- [WHAT NEEDS TO BE DONE]
Copy every line of the data exactly, leaving nothing out.

Point localization data
-------
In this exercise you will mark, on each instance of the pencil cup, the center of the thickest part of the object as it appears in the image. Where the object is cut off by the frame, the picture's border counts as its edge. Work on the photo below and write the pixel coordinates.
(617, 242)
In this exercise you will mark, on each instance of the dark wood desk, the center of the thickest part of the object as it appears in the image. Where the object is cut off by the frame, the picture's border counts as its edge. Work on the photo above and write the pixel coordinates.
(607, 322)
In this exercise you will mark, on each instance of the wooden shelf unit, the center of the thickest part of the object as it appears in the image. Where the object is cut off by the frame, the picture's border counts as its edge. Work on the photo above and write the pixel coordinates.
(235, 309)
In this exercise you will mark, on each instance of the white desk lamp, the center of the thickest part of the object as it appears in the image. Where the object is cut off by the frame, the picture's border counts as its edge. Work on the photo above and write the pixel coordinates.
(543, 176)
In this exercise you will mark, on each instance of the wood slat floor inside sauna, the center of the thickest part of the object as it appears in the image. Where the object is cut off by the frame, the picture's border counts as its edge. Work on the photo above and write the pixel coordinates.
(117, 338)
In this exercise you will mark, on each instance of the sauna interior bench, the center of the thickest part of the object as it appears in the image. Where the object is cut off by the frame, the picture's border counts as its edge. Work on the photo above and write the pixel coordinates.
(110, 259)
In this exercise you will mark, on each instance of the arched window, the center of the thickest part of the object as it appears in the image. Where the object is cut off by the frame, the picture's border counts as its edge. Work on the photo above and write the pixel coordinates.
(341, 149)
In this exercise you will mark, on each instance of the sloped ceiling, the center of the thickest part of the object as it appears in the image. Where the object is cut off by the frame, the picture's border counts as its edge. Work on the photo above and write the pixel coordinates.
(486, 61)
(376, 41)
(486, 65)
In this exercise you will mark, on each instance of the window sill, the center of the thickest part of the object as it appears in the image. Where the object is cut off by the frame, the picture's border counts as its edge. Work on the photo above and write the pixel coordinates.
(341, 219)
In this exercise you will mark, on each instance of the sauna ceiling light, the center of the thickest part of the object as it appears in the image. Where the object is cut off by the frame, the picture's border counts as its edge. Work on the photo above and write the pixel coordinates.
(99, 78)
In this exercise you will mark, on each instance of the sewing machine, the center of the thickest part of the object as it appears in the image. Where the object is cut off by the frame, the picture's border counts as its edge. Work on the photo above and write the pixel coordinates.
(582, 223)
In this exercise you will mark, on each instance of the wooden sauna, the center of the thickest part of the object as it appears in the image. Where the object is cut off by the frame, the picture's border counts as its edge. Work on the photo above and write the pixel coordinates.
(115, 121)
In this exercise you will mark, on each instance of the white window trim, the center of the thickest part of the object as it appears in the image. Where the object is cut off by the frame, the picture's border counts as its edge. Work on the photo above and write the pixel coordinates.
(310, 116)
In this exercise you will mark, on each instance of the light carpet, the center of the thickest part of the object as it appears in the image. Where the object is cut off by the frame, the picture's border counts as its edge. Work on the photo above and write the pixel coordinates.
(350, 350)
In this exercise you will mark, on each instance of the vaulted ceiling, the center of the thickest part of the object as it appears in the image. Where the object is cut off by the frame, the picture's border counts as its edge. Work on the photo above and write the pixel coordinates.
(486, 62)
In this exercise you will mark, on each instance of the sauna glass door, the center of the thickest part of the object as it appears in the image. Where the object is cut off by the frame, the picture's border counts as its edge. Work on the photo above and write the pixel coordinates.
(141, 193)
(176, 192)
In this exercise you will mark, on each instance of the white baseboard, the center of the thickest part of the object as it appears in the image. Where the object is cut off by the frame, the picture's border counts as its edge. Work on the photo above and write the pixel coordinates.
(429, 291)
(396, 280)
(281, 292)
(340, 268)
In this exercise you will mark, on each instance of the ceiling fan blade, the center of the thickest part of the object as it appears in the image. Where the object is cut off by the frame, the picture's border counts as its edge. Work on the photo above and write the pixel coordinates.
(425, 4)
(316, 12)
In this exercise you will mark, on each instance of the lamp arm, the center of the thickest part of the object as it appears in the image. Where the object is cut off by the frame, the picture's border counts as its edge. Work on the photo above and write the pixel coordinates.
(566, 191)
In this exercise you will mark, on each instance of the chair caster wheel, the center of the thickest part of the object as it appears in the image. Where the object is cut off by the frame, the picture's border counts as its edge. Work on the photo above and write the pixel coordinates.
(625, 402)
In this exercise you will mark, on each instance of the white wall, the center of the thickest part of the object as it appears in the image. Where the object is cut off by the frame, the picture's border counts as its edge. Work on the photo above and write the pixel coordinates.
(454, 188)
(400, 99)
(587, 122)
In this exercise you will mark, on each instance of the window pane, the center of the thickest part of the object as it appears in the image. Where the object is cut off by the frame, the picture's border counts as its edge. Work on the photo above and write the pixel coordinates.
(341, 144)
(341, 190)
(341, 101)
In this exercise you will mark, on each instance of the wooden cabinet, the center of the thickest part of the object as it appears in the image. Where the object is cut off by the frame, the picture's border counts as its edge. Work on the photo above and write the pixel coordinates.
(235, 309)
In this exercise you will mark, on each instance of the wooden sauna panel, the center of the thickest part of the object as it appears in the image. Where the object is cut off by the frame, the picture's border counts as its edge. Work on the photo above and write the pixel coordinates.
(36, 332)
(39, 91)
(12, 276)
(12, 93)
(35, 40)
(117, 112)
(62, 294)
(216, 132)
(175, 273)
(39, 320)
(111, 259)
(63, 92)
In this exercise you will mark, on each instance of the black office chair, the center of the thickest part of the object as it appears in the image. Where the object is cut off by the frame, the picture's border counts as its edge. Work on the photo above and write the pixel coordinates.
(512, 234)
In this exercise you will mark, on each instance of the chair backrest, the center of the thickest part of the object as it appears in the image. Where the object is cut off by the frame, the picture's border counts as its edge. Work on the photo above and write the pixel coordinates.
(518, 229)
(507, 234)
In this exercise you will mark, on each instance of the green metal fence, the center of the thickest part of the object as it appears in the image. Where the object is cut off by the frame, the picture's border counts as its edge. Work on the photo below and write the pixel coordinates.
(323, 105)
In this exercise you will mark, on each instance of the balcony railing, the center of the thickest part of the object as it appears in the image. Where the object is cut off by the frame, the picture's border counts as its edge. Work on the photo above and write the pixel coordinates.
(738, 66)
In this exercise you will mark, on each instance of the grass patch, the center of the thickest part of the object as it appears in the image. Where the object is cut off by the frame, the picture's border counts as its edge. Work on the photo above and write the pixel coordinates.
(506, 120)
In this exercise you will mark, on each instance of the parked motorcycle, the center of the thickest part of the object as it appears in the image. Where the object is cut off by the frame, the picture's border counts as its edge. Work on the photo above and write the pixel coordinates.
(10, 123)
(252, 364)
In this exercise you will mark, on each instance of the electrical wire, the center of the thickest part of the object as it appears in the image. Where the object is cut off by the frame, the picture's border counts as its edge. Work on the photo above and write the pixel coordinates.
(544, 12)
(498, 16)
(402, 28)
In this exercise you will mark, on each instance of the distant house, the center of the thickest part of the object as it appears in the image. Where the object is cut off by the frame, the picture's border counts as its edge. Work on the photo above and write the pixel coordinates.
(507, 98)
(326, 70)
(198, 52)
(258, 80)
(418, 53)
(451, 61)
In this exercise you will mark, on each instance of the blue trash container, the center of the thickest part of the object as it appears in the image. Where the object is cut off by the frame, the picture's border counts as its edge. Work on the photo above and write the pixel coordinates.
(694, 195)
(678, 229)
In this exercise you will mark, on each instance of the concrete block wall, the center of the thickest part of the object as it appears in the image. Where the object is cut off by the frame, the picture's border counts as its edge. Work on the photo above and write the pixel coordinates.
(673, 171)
-------
- [TASK SOLUTION]
In this exercise you will mark, on each instance of the pencil cup, the center of the thickest part of the object as it appears in the image. Where the object is cut off by the frame, the picture's border counts as its edge. Work on the photo below and write the pixel coordinates.
(617, 242)
In this exercise you will mark, on each instance of the dark wood desk, the center of the thickest part of the object as it appears in the image. Where the object is cut off by the frame, the picture's border counts as its edge. Work on the photo above and write the pixel coordinates.
(607, 322)
In this exercise you will mark, on each instance of the wooden shelf unit, the center of the thickest part of the object as it appears in the image. Where the object is cut off by the frame, the picture's border counts as its edge. Work on the photo above and write the pixel coordinates.
(235, 309)
In this exercise you will mark, on each instance of the white desk lamp, the center of the thickest part of the object as it appears in the image. Where the object is cut off by the frame, the picture's border counts as its edge. Work on the photo above and write the pixel coordinates.
(543, 176)
In this exercise you will mark, on each instance of the wood slat floor inside sauna, the center of the thickest part of the object as it appears in the image. Where the object is cut off by the frame, the picture's border counts as its edge. Work on the photo above and write the pixel coordinates.
(117, 338)
In this exercise you will mark, on each instance of the sauna interior bench, the center of the thickest part of the object as it appears in the image. Where the object is cut off by the frame, the picture's border counts as its edge. Work on the photo above and write the pixel coordinates.
(110, 259)
In this exercise you will mark, on each instance of the arched window, the center of the thickest part of the object as it appears in the image. Where the object is cut off by the frame, the picture's border counts as its edge. Work on the photo above and write the pixel coordinates.
(341, 149)
In this exercise you will mark, on each instance of the sloped ceiling, the center of the thickest part of the object as it appears in the image. Where the object is cut off by the frame, the picture's border counts as its edge. Work on the photo above and write the pixel coordinates.
(486, 61)
(376, 41)
(486, 65)
In this exercise you will mark, on each instance of the window sill, the center of the thickest part of the object as it appears in the image. Where the object is cut off by the frame, the picture's border counts as its edge. Work on the photo above and write the pixel coordinates.
(341, 219)
In this exercise you will mark, on each instance of the sauna ceiling light, the center of the thickest part of the object as it appears in the image. Where the object is cut off by the frame, the picture's border counts as its edge. Work on the photo above and write the pixel coordinates.
(99, 78)
In this exercise you will mark, on each instance of the sewing machine, the center of the thickest part of the object as it appears in the image. Where the object is cut off by the frame, the picture's border counts as its edge. Work on the photo above and write the pixel coordinates.
(582, 223)
In this exercise you will mark, on each instance of the wooden sauna, the center of the thickest part of the object as it appears in the image. Where the object is cut off by the frame, the picture's border counts as its edge. Work on the photo above and write the pixel coordinates.
(115, 121)
In this exercise you will mark, on each instance of the white window trim, the center of the thickest part of the object as it appears in the image. Where the object is cut off by the frame, the picture's border counts as its edge. Work on the photo above and write the pixel coordinates.
(310, 116)
In this exercise you will mark, on each instance of the light carpet, the center of the thickest part of the object as it appears in the image. Where the object is cut off by the frame, the picture's border counts as its edge. Work on the photo above and write the pixel coordinates.
(350, 350)
In this exercise you will mark, on each instance of the vaulted ceiling, the center of the thickest part of the object as it appears in the image. Where the object is cut off by the frame, the picture's border counts as its edge. Work on the photo above and write the pixel coordinates.
(486, 62)
In this exercise you will mark, on each instance of the sauna glass door, the center of the thickest part of the object as it appears in the image. Where the object is cut off by the frame, the picture's border counts as its edge. Work on the photo above and write the pixel coordinates.
(141, 193)
(176, 192)
In this exercise you will mark, on each instance of the white baseboard, the center of the thickest part of the object as it appears in the image. Where the object is cut off by the frame, the picture's border counts as its edge. Work on the photo above and write the pixel coordinates.
(429, 291)
(396, 280)
(281, 292)
(340, 268)
In this exercise you will mark, on each instance of the ceiling fan blade, the center of the thickest part of the object as it appears in the image. Where the object is cut off by the frame, the picture's border counts as its edge. Work on the photo above and write the pixel coordinates.
(425, 4)
(316, 12)
In this exercise you will mark, on each instance of the lamp arm, the center of the thickest part of the object as it appears in the image. Where the object is cut off by the frame, the picture's border counts as its edge. Work on the photo above and write the pixel coordinates.
(566, 191)
In this exercise you will mark, on each instance of the chair caster wheel, the center of the thickest part of the object as it appears in the image. Where the object is cut off by the frame, the picture's border counts as its edge. Work on the photo above and write the pixel coordinates.
(625, 402)
In this exercise you will mark, on each instance of the white wall, the center of the thickest part of the object as it appears in the image. Where the object is cut off by the frame, the picture's border counts as its edge. Work on the photo above and write the pixel coordinates.
(454, 188)
(400, 99)
(587, 122)
In this exercise you will mark, on each instance of the window pane, the center of the thickest part of the object as it appears in the image. Where the object is cut off by the frame, the picture's border counts as its edge. Work on the photo above and write the pixel coordinates.
(341, 144)
(341, 190)
(341, 101)
In this exercise you will mark, on each instance of the wooden cabinet, the center of the thickest part of the object as it appears in the image. Where the object is cut off by the frame, the picture's border counts as its edge. Work on the photo above and write the pixel coordinates.
(235, 309)
In this exercise you will mark, on each instance of the wooden sauna panel, the center of the thickest part of the object as it appears in the image. Where the object is cut off by the frame, the picture's border counts as its edge. Work on the photo above and write the pixel coordinates.
(36, 332)
(39, 91)
(12, 276)
(12, 93)
(35, 40)
(117, 112)
(62, 294)
(216, 132)
(175, 273)
(39, 320)
(111, 259)
(63, 92)
In this exercise you will mark, on each instance of the black office chair, the center of the thickest part of the object as it appears in the image. Where the object is cut off by the frame, the picture's border counts as its edge. Work on the photo above and write the pixel coordinates.
(512, 234)
In this exercise you will mark, on each instance of the chair backrest, the center of the thickest part of the object as it appears in the image. Where the object is cut off by the frame, the picture's border counts as its edge. Work on the photo above and write the pixel coordinates.
(518, 229)
(507, 234)
In this exercise you will mark, on each instance of the green metal fence, the center of the thickest part of the object as it appears in the image. Where the object is cut off by the frame, the picture's border counts as its edge. Work on the photo below and write the pixel coordinates.
(323, 105)
In this exercise you will mark, on each instance of the balcony railing, the center of the thickest part of the object as it appears in the image. Where the object is cut off by the frame, the picture's border counts as its edge. Work on the photo above and write the pixel coordinates.
(738, 66)
In this exercise you will mark, on each instance of the grass patch, the center of the thickest part of the object as it appears in the image. Where the object is cut off by the frame, the picture's border counts as its edge. Work on the photo above and write the pixel coordinates.
(506, 120)
In this exercise you will mark, on each instance of the parked motorcycle, the center of the thickest part of the object as it appears in the image. Where the object is cut off by the frame, the picture's border counts as its edge. Work on the photo above and write the pixel coordinates.
(10, 123)
(252, 364)
In this exercise you will mark, on each instance of the electrical wire, the center of the thickest part of the object as it appears in the image. Where the object is cut off by the frame, the picture's border counts as its edge. Work on the photo above and write the pixel coordinates.
(544, 12)
(498, 16)
(402, 28)
In this exercise you will mark, on each instance of the distant house, the center of the thickest part of the object as it appears in the image. Where the object is cut off by the frame, the picture's border counts as its edge. Work on the photo above and write the pixel coordinates.
(507, 98)
(326, 70)
(198, 52)
(258, 80)
(418, 53)
(451, 61)
In this exercise you will mark, on each instance of the blue trash container, the center of the thickest part of the object as it appears in the image. Where the object is cut off by the frame, the picture's border counts as its edge. Work on the photo above and write the pixel coordinates.
(694, 195)
(678, 229)
In this exercise you will mark, on each instance of the concrete block wall, the center of the thickest part of the object as it appears in the image. Where the object is cut off by the frame, the picture's border counts as its edge. Work on the photo above and write the pixel coordinates.
(673, 171)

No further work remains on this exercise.